What is needed: The answer must be every record below, repeated exactly.
··· Data to examine
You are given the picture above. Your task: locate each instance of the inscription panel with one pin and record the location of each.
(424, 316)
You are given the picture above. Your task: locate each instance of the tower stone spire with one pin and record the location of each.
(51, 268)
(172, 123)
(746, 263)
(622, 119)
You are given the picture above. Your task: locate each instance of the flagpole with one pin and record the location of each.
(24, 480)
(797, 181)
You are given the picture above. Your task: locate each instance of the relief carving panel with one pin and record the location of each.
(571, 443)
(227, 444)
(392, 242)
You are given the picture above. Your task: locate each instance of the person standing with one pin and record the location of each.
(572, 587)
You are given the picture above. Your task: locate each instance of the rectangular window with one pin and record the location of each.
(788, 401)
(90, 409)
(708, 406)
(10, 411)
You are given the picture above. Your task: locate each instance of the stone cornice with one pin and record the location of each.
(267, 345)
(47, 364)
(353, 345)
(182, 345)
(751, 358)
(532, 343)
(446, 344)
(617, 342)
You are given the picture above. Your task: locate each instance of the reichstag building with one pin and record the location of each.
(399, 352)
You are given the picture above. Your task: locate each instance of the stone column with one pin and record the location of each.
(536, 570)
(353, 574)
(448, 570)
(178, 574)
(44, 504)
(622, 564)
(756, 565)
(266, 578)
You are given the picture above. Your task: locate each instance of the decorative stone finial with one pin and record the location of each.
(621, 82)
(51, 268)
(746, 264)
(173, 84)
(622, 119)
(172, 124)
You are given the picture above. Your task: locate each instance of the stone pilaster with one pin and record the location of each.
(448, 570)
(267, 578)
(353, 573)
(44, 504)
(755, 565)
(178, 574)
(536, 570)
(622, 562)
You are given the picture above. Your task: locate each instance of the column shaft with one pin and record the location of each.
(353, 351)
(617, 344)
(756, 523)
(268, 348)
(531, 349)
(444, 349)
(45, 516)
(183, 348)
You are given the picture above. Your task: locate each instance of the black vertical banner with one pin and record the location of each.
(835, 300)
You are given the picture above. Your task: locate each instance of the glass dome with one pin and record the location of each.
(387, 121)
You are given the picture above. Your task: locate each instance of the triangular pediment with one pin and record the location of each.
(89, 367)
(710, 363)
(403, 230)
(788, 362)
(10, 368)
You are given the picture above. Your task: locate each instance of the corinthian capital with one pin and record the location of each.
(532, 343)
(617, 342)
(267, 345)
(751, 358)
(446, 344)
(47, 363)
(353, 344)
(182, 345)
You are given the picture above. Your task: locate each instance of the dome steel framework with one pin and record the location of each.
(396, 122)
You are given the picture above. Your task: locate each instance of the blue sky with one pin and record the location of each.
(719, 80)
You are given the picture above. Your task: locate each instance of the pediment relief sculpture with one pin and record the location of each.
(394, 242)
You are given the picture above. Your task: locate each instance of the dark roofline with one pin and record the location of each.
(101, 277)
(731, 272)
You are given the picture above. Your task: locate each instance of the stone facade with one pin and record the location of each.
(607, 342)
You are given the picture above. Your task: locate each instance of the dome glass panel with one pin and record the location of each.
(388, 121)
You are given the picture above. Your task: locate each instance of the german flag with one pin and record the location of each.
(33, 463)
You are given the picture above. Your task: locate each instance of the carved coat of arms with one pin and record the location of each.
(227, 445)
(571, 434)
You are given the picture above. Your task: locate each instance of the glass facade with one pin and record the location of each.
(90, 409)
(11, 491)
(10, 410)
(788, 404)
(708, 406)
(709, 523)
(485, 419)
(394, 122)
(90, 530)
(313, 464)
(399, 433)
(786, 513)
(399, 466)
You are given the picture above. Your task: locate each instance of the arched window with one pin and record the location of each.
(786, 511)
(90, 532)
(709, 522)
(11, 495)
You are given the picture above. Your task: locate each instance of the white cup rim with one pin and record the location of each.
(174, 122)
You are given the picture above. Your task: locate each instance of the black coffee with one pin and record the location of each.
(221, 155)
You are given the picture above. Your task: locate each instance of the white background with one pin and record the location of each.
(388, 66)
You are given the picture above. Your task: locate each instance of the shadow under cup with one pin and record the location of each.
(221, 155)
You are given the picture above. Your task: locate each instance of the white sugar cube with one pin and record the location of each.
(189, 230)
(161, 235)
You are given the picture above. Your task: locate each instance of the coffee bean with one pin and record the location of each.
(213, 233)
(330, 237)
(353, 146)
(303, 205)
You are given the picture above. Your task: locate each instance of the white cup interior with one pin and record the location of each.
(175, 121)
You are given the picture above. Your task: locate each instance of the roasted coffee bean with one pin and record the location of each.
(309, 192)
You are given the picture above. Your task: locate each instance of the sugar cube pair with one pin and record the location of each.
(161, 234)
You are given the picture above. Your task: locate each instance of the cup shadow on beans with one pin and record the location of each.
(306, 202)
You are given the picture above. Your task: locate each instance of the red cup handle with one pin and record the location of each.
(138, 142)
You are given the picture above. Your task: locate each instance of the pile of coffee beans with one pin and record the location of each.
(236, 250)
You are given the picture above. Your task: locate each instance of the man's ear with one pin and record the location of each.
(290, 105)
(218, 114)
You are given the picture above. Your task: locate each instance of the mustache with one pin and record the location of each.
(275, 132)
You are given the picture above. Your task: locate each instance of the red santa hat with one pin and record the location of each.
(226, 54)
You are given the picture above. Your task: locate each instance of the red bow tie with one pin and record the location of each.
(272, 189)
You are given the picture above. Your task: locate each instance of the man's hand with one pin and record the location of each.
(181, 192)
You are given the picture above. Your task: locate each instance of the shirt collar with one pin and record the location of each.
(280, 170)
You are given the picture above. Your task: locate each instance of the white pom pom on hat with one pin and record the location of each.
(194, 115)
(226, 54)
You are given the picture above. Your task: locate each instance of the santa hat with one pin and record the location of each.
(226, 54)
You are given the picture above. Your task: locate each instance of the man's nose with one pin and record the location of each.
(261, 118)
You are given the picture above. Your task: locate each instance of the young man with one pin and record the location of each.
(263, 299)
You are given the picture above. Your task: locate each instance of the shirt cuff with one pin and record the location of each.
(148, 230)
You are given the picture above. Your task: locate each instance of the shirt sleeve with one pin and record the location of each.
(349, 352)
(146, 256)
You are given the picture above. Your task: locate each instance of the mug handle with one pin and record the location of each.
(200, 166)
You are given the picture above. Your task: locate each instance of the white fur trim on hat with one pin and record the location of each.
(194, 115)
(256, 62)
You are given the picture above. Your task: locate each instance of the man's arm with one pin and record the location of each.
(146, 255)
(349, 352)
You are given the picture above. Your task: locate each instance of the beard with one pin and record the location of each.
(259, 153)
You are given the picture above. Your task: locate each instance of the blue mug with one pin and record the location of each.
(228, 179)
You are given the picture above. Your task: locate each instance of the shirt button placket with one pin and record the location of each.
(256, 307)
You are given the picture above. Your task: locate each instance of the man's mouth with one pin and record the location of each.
······
Task output:
You are given the picture above. Your task: locate each instance of the inscription panel with one pin and record the location of each.
(424, 316)
You are given the picture above. Your task: locate each instance of the tower stone spire with one pin and record the location of each.
(51, 268)
(172, 123)
(746, 263)
(622, 119)
You are given the picture above. Your task: locate each instance of the flagpole with one pin and record the location of each.
(24, 480)
(797, 181)
You are given the picture above. Your task: locate each instance of the relief carving panel with one pin and record the location of each.
(571, 443)
(227, 444)
(392, 242)
You are given the picture above. Your task: locate each instance of the person standing with one pin and record the location of each.
(572, 587)
You are given the picture above. Your task: locate each instance of the rectangular window with one pin and record the location of each.
(788, 401)
(90, 409)
(708, 406)
(10, 411)
You are given the picture above. Your task: locate each instance of the stone cornice with one pin and record the location of each.
(267, 345)
(47, 364)
(353, 345)
(182, 345)
(751, 358)
(532, 343)
(446, 344)
(617, 342)
You are given the picture above. Your task: locate each instance of the reichstag building with one pin and record the location of each.
(399, 352)
You are given the picture above. Your task: locate each instance of the stone column with one pin and record the location of each.
(536, 570)
(353, 574)
(448, 570)
(178, 574)
(44, 504)
(622, 564)
(756, 565)
(266, 578)
You are given the picture above. Your task: locate each instance of the decorative stone finial with one pin and record the location of each.
(621, 82)
(51, 268)
(746, 264)
(173, 84)
(622, 119)
(172, 124)
You are given the picture above. Your task: locate each instance of the stone pilaster with one pin and record the location of each.
(448, 570)
(267, 578)
(353, 573)
(44, 504)
(755, 565)
(178, 574)
(536, 570)
(622, 562)
You are given the picture above. Your task: locate each instance of the column shaft with one pin and record the location of each.
(353, 351)
(617, 344)
(756, 523)
(268, 348)
(531, 349)
(444, 349)
(45, 516)
(183, 348)
You are given the picture above. Your task: locate each instance of the black vertical banner with one pin and record the location of each.
(835, 300)
You are given the picture above. Your task: locate each instance of the glass dome with one pin and record the location of each.
(387, 121)
You are given the picture above. Your task: locate each instance of the triangular pediment with one pin and record the location of each.
(89, 367)
(710, 363)
(403, 230)
(788, 362)
(10, 368)
You are given the picture above. Your task: locate each instance of the corinthian capital with one pin and record the location of each.
(532, 343)
(617, 342)
(267, 345)
(751, 358)
(446, 344)
(47, 363)
(353, 344)
(182, 345)
You are given the picture above. Your task: locate each instance of the dome steel framework with one pin and record the location of each.
(396, 122)
You are given the picture above. Your task: locate each instance of the blue sky with one pin and record the location of each.
(719, 80)
You are given the picture above. Your task: locate each instance of the pediment relief sculpture with one pin and record the location of each.
(394, 242)
You are given the picture above. Your task: locate each instance of the dark roofline with one pin and record the location of each.
(101, 277)
(731, 272)
You are given the picture above. Your task: locate each instance of the stone facade with one pin and record the location of each.
(607, 342)
You are given the picture above. Your task: locate each instance of the dome glass panel with one pin and record the location of each.
(388, 121)
You are given the picture above. Your task: locate each instance of the german flag with one pin and record the location of each.
(33, 463)
You are given the picture above. Your task: locate each instance of the carved coat of arms with one pin and record the location of each.
(227, 445)
(571, 434)
You are given the picture above. Your task: locate each instance of the glass facade with one pin and record the location of each.
(90, 409)
(11, 491)
(10, 410)
(788, 404)
(708, 406)
(709, 523)
(485, 419)
(394, 122)
(90, 530)
(313, 464)
(399, 433)
(786, 513)
(399, 466)
You are given the picture above. Your task: locate each instance of the arched window with one pin and record the location of each.
(786, 511)
(90, 532)
(709, 522)
(11, 495)
You are given the picture above. Your task: locate each instance of the white cup rim with one pin and record the location of each.
(174, 122)
You are given the picture above. Your task: locate each instance of the black coffee with one pin and record the location of each.
(221, 155)
You are given the picture above. Your task: locate each instance of the white background with one pin and record the location of each.
(388, 66)
You are given the picture above. Your task: locate each instance of the shadow under cup with one pin and record the location of each.
(221, 155)
You are given the picture above. Your task: locate each instance of the white sugar cube with one pin and record the location of each.
(189, 230)
(161, 235)
You are given the picture above. Your task: locate each instance of the coffee bean with one pin and record the location of each.
(213, 233)
(330, 237)
(353, 146)
(303, 205)
You are given the picture above. Your task: locate each instance of the white cup interior with one pin and record the location of each.
(175, 121)
You are given the picture above. Your task: locate each instance of the roasted coffee bean with one pin and record the location of each.
(309, 192)
You are given the picture above. Your task: locate each instance of the sugar cube pair with one pin and record the location of each.
(161, 234)
You are given the picture above. Your task: locate each instance of the cup shadow on beans with one pin and record the location of each.
(306, 202)
You are given the picture above. Your task: locate each instance of the red cup handle with one pin and record the location of each.
(138, 142)
You are given the picture above. Your task: locate each instance of the pile of coffee beans with one pin and record the location of each.
(236, 250)
You are given the picture above. Your task: locate each instance of the man's ear with one pin and record the location of each.
(290, 105)
(218, 114)
You are given the picture above. Your task: locate each instance of the mustache with one pin and record the location of each.
(275, 132)
You are given the picture above. Your task: locate each instance of the red santa hat with one pin and record the location of each.
(226, 54)
You are given the picture above. Your task: locate each instance of the red bow tie with one pin and record the location of each.
(272, 189)
You are given the picture above. Your task: locate each instance of the man's hand with one pin and record the location of each.
(181, 192)
You are given the picture above. Your task: locate each instance of the shirt collar with one pin and record the location of each.
(280, 170)
You are given the picture above. Your task: locate each instance of the white pom pom on hat with one pin and record the location of each.
(194, 115)
(226, 54)
You are given the picture above. Your task: locate each instance of the santa hat with one pin and record the location of each.
(226, 54)
You are given the picture above. Your task: locate each instance of the man's nose with one pin and record the location of each.
(261, 118)
You are given the picture above. Your task: locate each instance of the young man with one pin and record the location of each.
(263, 299)
You are given the picture above. Your task: locate each instance of the shirt cuff with one pin and record the location of each.
(148, 230)
You are given the picture above. Your task: locate each instance of the shirt sleeve with one pin and record the location of each.
(349, 352)
(146, 256)
You are given the picture above. Your task: locate each instance of the mug handle with one pin and record the location of each.
(200, 166)
You are given the picture above. Your task: locate each instance of the white fur trim on hat with one pin and record the location of each.
(194, 115)
(256, 62)
You are given the picture above. Your task: locate each instance of the man's arm with one pin and record the location of each.
(146, 255)
(349, 352)
You are given the picture above. Your task: locate each instance of the beard with one pin and record the location of each.
(259, 153)
You are given the picture above. Your task: locate each instance of the blue mug with one pin and record the location of each.
(228, 179)
You are given the picture above. Your task: locate each instance of the shirt button placket with one pin and record the location of each.
(256, 307)
You are given the picture above. Your task: locate each instance of the man's mouth with one pin and record the location of each.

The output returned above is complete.